══ Data shown ══

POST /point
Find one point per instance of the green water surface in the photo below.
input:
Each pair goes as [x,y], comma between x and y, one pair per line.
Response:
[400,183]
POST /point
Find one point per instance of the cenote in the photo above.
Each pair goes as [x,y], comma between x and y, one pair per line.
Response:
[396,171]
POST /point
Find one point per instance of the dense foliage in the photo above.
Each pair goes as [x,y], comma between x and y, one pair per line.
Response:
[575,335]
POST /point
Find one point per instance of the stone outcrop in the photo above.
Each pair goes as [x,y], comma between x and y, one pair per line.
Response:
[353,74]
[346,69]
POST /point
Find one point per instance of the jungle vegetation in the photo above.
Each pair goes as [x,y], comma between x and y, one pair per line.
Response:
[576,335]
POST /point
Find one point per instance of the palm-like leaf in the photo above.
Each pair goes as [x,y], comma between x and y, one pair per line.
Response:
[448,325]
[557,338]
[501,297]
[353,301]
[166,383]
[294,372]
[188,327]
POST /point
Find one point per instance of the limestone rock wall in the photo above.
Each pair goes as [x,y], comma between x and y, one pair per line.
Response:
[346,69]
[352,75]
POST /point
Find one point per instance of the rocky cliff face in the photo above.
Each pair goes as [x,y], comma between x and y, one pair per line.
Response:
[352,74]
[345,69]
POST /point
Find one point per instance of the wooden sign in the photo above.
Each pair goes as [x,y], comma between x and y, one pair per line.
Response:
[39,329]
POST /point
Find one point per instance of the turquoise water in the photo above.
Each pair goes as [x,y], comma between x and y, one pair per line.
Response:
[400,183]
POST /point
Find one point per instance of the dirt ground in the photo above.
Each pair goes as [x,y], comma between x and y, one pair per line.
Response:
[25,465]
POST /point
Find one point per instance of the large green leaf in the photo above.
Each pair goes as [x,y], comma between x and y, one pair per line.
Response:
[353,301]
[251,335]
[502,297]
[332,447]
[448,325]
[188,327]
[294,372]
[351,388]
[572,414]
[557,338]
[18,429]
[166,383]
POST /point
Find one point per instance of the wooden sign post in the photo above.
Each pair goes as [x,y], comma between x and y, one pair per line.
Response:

═══

= Exercise objective =
Count the lines in the rows above that contain the string "water". Case counts, and the answer is the number alone.

= Exercise output =
2